--- begin Listed records ---

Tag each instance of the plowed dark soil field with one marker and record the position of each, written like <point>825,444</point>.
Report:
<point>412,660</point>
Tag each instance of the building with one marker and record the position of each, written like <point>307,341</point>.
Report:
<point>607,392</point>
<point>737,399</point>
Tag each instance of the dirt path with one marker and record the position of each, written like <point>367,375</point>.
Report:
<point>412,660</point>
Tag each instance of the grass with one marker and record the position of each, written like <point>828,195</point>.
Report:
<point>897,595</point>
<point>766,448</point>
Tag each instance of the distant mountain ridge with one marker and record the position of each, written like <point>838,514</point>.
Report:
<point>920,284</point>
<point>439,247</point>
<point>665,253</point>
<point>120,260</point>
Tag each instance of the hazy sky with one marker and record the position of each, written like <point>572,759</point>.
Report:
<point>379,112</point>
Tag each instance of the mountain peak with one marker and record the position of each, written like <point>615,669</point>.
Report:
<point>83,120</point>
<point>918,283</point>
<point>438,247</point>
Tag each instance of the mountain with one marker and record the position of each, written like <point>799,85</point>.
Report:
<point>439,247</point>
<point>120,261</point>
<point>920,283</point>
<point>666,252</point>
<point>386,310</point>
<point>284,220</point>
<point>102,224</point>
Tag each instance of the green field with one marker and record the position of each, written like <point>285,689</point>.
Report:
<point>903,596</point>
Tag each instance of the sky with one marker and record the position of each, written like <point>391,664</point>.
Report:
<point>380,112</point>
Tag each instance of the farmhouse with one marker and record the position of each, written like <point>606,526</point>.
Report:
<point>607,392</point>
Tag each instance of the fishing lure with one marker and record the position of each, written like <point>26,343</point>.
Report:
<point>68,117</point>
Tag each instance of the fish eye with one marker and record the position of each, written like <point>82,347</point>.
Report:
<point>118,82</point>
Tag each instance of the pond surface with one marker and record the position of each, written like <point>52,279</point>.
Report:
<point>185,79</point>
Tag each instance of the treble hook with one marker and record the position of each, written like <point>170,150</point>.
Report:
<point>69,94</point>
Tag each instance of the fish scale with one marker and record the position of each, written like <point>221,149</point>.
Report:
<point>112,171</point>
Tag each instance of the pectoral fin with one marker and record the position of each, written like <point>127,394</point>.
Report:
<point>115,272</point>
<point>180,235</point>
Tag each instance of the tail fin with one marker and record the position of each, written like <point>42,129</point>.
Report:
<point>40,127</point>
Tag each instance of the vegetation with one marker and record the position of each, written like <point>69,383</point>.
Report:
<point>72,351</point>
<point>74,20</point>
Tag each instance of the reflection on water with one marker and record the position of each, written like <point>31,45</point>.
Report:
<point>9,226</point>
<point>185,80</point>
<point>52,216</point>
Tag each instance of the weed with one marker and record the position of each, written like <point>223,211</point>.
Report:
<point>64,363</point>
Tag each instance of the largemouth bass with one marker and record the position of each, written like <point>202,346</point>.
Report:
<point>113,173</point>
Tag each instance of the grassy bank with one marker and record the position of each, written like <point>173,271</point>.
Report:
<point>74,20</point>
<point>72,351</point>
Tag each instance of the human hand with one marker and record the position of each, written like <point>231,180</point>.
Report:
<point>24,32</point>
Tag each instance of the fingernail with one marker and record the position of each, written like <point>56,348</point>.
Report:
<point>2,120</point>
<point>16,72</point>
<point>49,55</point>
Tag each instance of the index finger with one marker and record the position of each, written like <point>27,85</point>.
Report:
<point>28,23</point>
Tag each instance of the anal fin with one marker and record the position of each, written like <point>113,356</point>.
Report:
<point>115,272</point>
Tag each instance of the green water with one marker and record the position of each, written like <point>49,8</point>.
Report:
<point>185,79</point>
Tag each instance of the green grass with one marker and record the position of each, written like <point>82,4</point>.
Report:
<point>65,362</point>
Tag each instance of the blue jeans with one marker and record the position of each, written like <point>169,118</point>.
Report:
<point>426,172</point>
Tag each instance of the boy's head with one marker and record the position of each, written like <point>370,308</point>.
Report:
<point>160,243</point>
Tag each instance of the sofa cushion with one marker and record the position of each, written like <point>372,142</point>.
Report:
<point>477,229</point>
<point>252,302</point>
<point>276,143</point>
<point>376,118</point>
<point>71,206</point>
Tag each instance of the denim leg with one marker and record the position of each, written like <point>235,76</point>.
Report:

--- end Listed records ---

▶ _Exercise instructions_
Reproduce the stretch from the start of the items through the line containing "<point>118,82</point>", requests included, and scale every coordinate in the reported points by 2.1, rounding to whole numbers with halves going up. Leave the requests and their sample points unchanged.

▶ _Output_
Tag each instance of the plowed dark soil field with one marker and record the position of each, written like <point>825,444</point>.
Report:
<point>865,1386</point>
Tag each instance of the building with one marker and record the position of each, written like <point>307,341</point>.
Report:
<point>1275,823</point>
<point>1548,838</point>
Tag each instance of the dirt path with one marker and record the position of each, written like <point>367,375</point>.
Report:
<point>865,1386</point>
Tag each instance of the grass with one marker and record the position of each, written like <point>828,195</point>.
Report:
<point>1884,1250</point>
<point>1609,941</point>
Tag each instance of the distant mountain ridge with one marker and record the position of each, written like <point>838,514</point>.
Report:
<point>1932,596</point>
<point>922,519</point>
<point>1397,531</point>
<point>252,546</point>
Tag each instance of the hazy sky with one marker and record the position of each, written like <point>572,759</point>.
Report:
<point>796,235</point>
Tag each instance of the mountain peak with one marker and record the position of each, written like <point>615,669</point>.
Report:
<point>174,252</point>
<point>1928,594</point>
<point>920,519</point>
Tag each instance of the mountain with one marker and record the position of each, written like <point>799,85</point>.
Report:
<point>922,519</point>
<point>252,548</point>
<point>1932,594</point>
<point>1399,529</point>
<point>811,651</point>
<point>596,462</point>
<point>214,470</point>
Tag each instance of the green field with one marker and record the position of each, written like <point>285,689</point>.
Report:
<point>1896,1252</point>
Tag each instance of the sky with one marker and record the position of each, written like <point>391,664</point>.
Report:
<point>798,235</point>
Tag each instance of the farmhouse with one marker and record the position of each, written like <point>606,526</point>.
Report:
<point>1275,823</point>
Tag each instance of the fishing lure with one marker and record the position of each, written like <point>26,343</point>.
Report:
<point>143,246</point>
Tag each instance of the fish eye with one marker and record the position of each, written like <point>82,347</point>.
Report:
<point>248,172</point>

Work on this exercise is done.